* [What you have to do]: Would you restate, exactly as they appear, the lines from the one containing "Each instance gets a single point. Label the sunset" through the end of the data below?
┌─ Records for this exercise
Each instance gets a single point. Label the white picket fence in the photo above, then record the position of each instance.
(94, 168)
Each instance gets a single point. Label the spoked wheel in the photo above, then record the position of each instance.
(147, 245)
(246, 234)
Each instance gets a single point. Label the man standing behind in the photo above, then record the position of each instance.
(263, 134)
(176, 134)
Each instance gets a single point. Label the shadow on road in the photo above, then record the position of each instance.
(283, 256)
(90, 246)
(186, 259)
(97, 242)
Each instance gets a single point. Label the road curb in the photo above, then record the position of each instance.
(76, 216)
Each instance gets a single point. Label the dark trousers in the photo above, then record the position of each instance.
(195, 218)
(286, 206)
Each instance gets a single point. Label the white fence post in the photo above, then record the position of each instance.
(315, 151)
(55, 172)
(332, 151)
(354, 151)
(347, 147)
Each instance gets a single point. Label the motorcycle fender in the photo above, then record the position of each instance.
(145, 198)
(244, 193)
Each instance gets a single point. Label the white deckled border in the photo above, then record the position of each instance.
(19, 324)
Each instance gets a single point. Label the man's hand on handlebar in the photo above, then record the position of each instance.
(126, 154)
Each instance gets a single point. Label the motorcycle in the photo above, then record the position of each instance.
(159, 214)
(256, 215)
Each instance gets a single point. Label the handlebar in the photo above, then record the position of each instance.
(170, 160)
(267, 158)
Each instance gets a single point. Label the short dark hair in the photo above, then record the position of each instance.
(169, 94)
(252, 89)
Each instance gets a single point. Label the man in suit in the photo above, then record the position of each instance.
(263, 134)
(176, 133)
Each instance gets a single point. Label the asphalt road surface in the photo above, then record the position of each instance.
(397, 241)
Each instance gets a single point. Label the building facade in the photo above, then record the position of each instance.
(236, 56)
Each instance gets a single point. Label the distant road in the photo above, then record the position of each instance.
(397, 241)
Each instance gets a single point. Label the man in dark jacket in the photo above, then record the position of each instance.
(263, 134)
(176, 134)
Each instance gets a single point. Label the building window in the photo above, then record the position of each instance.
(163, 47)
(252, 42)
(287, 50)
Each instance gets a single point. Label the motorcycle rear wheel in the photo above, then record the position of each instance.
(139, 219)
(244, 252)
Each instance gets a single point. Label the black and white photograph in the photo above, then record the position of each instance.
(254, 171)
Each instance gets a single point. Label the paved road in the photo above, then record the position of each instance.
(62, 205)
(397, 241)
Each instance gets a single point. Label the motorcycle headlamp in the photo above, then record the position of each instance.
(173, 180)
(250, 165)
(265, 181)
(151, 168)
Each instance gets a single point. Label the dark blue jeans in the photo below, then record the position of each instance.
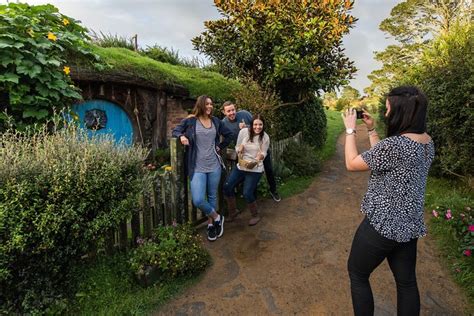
(250, 180)
(368, 251)
(267, 165)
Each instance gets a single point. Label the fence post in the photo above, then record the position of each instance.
(180, 182)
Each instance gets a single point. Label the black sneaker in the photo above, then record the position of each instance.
(219, 225)
(275, 196)
(211, 233)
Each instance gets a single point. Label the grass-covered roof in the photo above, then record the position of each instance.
(197, 81)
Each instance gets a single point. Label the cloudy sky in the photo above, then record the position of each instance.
(173, 23)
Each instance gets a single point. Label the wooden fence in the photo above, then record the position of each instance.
(166, 199)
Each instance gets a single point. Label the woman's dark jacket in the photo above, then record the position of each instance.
(187, 128)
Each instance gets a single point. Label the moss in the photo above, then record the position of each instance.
(197, 81)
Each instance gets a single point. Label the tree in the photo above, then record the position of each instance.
(350, 93)
(330, 99)
(292, 47)
(413, 23)
(445, 74)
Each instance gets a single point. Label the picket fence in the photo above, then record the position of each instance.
(166, 199)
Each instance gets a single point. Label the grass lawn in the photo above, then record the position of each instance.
(445, 194)
(106, 287)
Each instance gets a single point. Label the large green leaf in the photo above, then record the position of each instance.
(30, 70)
(31, 112)
(10, 77)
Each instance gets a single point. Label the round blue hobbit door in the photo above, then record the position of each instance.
(103, 117)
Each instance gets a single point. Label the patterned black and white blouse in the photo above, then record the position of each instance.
(396, 192)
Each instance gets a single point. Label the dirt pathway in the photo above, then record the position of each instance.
(294, 260)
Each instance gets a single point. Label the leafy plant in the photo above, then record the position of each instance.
(36, 44)
(293, 48)
(462, 224)
(174, 250)
(60, 192)
(445, 74)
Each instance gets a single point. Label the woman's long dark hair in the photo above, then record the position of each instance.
(200, 106)
(252, 132)
(408, 106)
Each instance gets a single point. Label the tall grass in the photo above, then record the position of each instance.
(335, 126)
(198, 81)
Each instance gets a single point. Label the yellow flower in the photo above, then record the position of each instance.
(52, 37)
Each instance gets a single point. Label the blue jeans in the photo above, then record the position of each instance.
(250, 183)
(203, 183)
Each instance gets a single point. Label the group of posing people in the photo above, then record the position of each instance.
(393, 204)
(205, 136)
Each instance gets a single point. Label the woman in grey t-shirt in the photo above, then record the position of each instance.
(394, 202)
(201, 133)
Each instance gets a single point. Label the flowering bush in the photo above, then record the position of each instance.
(60, 193)
(173, 250)
(37, 44)
(463, 225)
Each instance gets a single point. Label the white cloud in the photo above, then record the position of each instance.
(173, 23)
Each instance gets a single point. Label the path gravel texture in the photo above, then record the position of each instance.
(294, 261)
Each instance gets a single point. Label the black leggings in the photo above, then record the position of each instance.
(368, 251)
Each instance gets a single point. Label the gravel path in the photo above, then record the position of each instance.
(294, 261)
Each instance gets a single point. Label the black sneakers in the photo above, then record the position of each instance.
(216, 230)
(219, 225)
(211, 233)
(275, 196)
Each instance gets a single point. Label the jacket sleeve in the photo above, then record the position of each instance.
(226, 133)
(180, 129)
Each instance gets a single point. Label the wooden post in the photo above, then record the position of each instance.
(135, 227)
(123, 235)
(180, 180)
(167, 197)
(147, 219)
(159, 212)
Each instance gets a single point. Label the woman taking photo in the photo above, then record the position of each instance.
(200, 132)
(252, 146)
(394, 202)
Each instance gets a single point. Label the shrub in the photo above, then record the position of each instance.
(445, 74)
(462, 225)
(173, 250)
(112, 40)
(36, 43)
(309, 118)
(60, 192)
(301, 159)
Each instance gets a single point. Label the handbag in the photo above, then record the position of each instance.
(246, 163)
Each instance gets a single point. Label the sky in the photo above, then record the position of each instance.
(173, 23)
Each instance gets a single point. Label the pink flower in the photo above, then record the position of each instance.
(448, 214)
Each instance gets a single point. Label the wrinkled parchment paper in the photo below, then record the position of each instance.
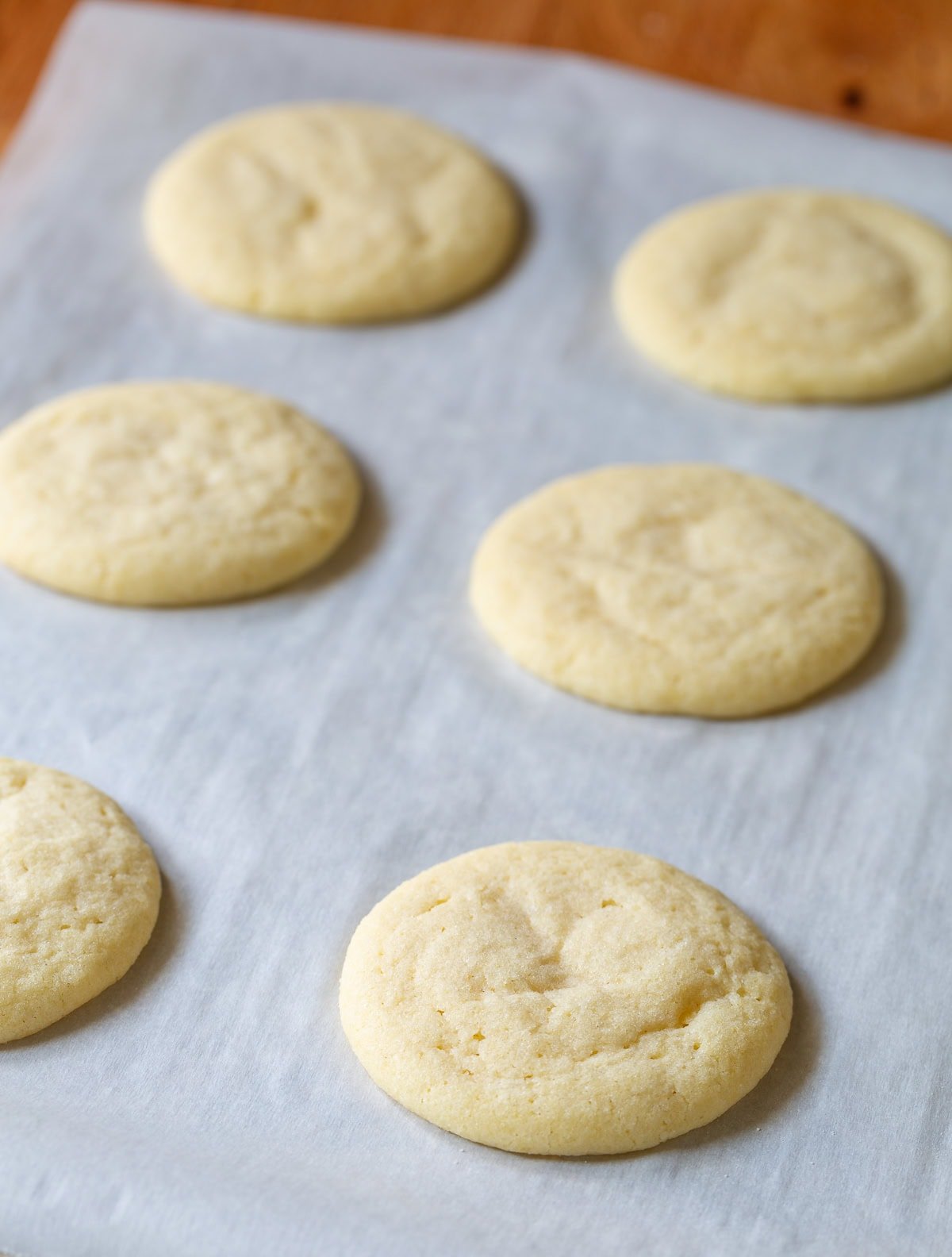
(292, 759)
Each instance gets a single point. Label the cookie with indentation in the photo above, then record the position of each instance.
(553, 997)
(331, 213)
(79, 895)
(793, 296)
(171, 493)
(678, 589)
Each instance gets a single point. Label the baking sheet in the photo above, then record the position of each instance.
(290, 759)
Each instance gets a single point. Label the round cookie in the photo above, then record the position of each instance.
(678, 589)
(79, 895)
(551, 997)
(793, 296)
(331, 213)
(171, 493)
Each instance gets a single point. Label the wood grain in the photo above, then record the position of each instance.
(887, 63)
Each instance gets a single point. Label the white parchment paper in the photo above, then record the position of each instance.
(293, 758)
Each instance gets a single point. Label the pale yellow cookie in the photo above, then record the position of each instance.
(331, 213)
(79, 895)
(793, 296)
(678, 589)
(171, 493)
(551, 997)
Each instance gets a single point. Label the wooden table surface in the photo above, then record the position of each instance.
(887, 63)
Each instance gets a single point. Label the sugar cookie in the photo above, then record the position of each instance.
(79, 895)
(793, 296)
(680, 589)
(331, 213)
(171, 493)
(551, 997)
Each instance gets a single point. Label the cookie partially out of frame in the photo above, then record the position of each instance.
(553, 997)
(793, 296)
(171, 493)
(79, 895)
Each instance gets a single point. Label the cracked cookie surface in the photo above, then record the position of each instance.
(793, 296)
(171, 493)
(331, 213)
(553, 997)
(79, 895)
(678, 589)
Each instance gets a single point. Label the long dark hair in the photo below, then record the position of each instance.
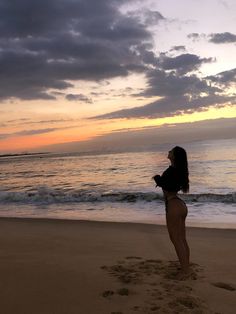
(181, 164)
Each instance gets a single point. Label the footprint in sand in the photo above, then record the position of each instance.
(224, 285)
(107, 293)
(157, 280)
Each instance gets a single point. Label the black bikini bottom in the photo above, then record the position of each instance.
(174, 197)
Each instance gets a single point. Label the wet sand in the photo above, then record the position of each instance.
(81, 267)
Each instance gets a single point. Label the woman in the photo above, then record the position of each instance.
(174, 179)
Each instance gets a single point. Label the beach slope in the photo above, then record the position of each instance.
(81, 267)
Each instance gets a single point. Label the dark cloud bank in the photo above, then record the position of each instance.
(46, 45)
(152, 138)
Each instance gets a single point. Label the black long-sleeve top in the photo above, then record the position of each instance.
(169, 180)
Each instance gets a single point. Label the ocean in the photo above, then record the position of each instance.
(119, 186)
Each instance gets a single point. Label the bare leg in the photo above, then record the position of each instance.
(176, 227)
(183, 232)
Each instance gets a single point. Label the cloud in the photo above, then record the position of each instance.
(152, 137)
(68, 40)
(225, 78)
(216, 38)
(78, 97)
(178, 94)
(183, 63)
(222, 38)
(178, 48)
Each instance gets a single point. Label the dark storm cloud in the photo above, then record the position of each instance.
(222, 38)
(225, 78)
(183, 63)
(170, 106)
(178, 48)
(78, 97)
(194, 36)
(180, 94)
(45, 44)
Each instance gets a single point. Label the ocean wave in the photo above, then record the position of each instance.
(48, 195)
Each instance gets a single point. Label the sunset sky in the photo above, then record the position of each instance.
(79, 70)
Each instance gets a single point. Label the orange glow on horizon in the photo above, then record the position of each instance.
(92, 128)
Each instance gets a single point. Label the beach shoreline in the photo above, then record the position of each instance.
(70, 266)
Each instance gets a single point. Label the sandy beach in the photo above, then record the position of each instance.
(81, 267)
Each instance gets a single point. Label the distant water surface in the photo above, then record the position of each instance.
(118, 187)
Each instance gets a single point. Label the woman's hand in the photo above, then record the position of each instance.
(156, 178)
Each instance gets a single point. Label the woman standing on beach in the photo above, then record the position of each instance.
└─
* [Result of this task]:
Each instance gets a single point. Label the sunset sky in the photo above, then record the position of each instance.
(79, 70)
Each instance gets a single point. Label the orange glow on horizon in the photo above, then record the position of each instance.
(92, 128)
Each instance gets a single point. Label the beach shoreline in the photo above, then record the position of each instance.
(70, 266)
Each instance gets a single point. Label the sandy beach in the photo above, then record the position of each instance.
(81, 267)
Each instance gets a single point. Label the distant water surface in the photo above, then record the position of each instance.
(118, 187)
Each instance gets a single point. Label the woman's hand in the photo above, then record the position of each instance.
(156, 178)
Each instance gets a single point. Label the woman standing on beach in the photo above, then record the position of each instance.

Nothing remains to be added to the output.